### PROBLÈME À RÉSOUDRE
Poursuivez le texte sur l'augmentation de données à partir de l'endroit où il s'arrête.

### TEXTE À ÉTUDIER
%%

#### Data augmentation

Si on a pas assez de données, on peut utiliser des techniques d'augmentation de données pour générer des exemples supplémentaires à partir des données existantes. Voici quelques techniques couramment utilisées en NLP:



In [None]:

from langchain_openai import ChatOpenAI
from pydantic import BaseModel, Field
import polars as pl
from langchain_core.prompts import PromptTemplate
from logging import getLogger

logger = getLogger(__name__)
logger.setLevel("INFO")


On définit d'abord un modèle de données pour représenter une paire phrase-sentiment :

In [None]:
class SentenceSentimentPair(BaseModel):
    sentence: str = Field(..., description="The input sentence.")
    sentiment: str = Field(..., description="The sentiment label for the sentence.")

On commence par nos techniques d'augmentation de données :

In [None]:
llm = ChatOpenAI(model_name="Qwen/", temperature=0.1, base_url="http").with_structured_output(SentenceSentimentPair)

def translation(target_language: str, sentence: str) -> SentenceSentimentPair:
    prompt = PromptTemplate.from_template( # To change prompt 
        "Translate the following sentence to {target_language} while preserving its sentiment.\n\n"

%%

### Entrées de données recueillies

%%

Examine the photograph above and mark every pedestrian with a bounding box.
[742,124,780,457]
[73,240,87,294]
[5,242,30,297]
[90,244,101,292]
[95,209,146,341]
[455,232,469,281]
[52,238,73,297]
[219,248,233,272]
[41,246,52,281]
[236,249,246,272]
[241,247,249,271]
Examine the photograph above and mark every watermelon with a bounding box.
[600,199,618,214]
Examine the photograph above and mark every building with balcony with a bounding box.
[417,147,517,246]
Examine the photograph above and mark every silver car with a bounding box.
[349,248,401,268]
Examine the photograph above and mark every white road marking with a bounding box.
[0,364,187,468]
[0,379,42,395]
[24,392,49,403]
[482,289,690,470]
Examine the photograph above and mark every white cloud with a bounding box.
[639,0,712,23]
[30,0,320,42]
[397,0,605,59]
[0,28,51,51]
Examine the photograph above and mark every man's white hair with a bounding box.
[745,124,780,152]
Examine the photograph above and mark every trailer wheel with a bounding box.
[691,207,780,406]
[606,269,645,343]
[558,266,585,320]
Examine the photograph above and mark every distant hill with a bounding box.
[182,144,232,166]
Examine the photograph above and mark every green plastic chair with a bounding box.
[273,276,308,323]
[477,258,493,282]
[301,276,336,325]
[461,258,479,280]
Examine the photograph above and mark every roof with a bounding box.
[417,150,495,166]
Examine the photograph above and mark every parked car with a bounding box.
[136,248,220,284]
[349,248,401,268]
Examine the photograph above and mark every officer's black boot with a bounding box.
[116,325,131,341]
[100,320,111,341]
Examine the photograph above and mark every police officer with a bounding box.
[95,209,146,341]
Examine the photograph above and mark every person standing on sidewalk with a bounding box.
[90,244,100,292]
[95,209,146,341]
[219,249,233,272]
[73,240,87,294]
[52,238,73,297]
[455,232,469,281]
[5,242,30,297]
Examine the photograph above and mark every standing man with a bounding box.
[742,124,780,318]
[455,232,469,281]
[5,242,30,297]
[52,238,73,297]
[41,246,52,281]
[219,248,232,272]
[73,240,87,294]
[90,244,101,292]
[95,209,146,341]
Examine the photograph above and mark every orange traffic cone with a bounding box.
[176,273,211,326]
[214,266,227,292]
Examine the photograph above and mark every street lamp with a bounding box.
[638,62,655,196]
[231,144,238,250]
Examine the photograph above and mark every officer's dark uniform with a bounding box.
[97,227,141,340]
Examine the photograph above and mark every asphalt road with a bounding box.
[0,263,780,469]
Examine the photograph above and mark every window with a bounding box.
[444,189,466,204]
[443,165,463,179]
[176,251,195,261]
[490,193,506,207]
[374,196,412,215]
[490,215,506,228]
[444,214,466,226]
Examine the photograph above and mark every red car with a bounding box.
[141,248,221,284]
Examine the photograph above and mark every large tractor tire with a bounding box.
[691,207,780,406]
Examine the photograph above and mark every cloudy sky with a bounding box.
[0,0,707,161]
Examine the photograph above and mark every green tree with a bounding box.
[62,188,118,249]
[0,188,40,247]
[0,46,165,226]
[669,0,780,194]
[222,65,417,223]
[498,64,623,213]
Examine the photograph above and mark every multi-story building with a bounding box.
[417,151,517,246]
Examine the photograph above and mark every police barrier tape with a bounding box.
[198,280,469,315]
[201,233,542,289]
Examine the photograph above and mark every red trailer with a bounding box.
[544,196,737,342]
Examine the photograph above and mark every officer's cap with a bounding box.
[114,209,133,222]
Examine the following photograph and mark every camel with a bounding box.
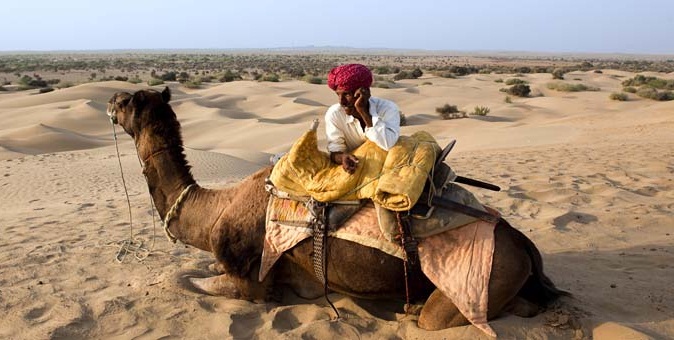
[108,87,568,330]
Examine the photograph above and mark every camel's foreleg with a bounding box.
[190,273,271,301]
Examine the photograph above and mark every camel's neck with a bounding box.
[136,131,195,220]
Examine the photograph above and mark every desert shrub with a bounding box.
[499,84,531,97]
[608,92,627,102]
[622,74,674,90]
[182,79,201,89]
[449,66,470,76]
[548,82,599,92]
[159,71,178,81]
[261,73,280,83]
[218,70,243,83]
[435,104,467,119]
[304,76,323,85]
[653,91,674,101]
[505,78,528,85]
[288,67,306,79]
[373,66,391,74]
[435,71,456,79]
[372,81,392,89]
[176,72,190,83]
[147,79,164,86]
[637,86,674,101]
[470,106,491,116]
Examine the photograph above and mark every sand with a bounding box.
[0,70,674,339]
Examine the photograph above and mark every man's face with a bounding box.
[335,89,356,116]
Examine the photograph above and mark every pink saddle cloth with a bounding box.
[259,200,498,337]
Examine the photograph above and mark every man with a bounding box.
[325,64,400,174]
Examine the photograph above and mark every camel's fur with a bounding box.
[108,88,564,329]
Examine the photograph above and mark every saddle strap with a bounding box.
[306,198,339,319]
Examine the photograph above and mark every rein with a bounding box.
[110,119,156,263]
[110,115,196,263]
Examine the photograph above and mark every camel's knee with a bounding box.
[190,274,269,301]
[504,296,540,318]
[419,289,469,330]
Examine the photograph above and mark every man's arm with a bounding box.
[365,100,400,151]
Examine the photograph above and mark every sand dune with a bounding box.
[0,70,674,339]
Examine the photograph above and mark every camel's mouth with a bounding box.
[105,105,118,124]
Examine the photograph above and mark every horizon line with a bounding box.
[0,45,674,58]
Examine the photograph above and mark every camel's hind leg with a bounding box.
[419,226,532,330]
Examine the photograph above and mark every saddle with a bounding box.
[266,141,495,262]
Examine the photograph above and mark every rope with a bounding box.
[110,119,155,263]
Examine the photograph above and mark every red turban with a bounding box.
[328,64,372,91]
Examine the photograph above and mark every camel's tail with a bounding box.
[512,223,571,307]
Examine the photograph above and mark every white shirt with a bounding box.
[325,97,400,152]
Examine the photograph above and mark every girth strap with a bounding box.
[305,198,339,319]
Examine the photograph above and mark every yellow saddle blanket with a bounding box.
[269,123,442,211]
[259,196,498,336]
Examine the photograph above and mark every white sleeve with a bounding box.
[365,100,400,151]
[325,104,346,152]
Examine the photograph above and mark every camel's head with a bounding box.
[107,87,173,137]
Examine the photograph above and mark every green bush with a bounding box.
[505,78,528,85]
[304,76,323,85]
[182,79,201,89]
[637,85,674,101]
[609,92,627,102]
[147,79,164,86]
[435,104,467,119]
[548,82,599,92]
[622,74,674,90]
[499,84,531,97]
[372,81,391,89]
[262,73,280,83]
[552,68,566,79]
[471,106,491,116]
[218,70,243,83]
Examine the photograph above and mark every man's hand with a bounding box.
[330,152,358,174]
[353,87,372,127]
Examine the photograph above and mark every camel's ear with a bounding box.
[119,97,131,107]
[161,86,171,104]
[129,90,145,110]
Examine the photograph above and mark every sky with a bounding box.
[0,0,674,54]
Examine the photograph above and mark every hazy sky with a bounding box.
[0,0,674,54]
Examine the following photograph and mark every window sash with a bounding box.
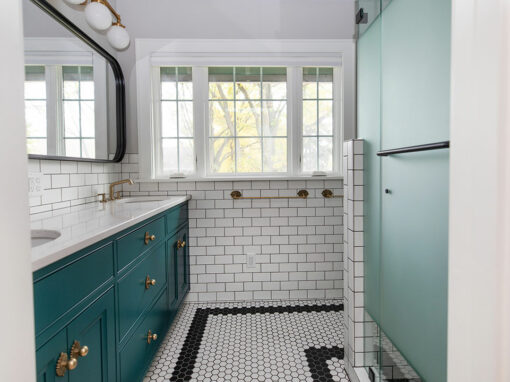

%%

### RÉSULTAT PRODUIT
        "Sentence: {sentence}\n\n"
        "Provide the translated sentence and its sentiment label (positive, negative, neutral)."
    )
    return llm.invoke(prompt.format(target_language=target_language, sentence=sentence))

def synonym_replacement(sentence: str) -> SentenceSentimentPair:
    prompt = PromptTemplate.from_template( # To change prompt 
        "Replace words in the following sentence with their synonyms while preserving its sentiment.\n\n"
        "Sentence: {sentence}\n\n"
        "Provide the modified sentence and its sentiment label (positive, negative, neutral)."
    )
    return llm.invoke(prompt.format(sentence=sentence))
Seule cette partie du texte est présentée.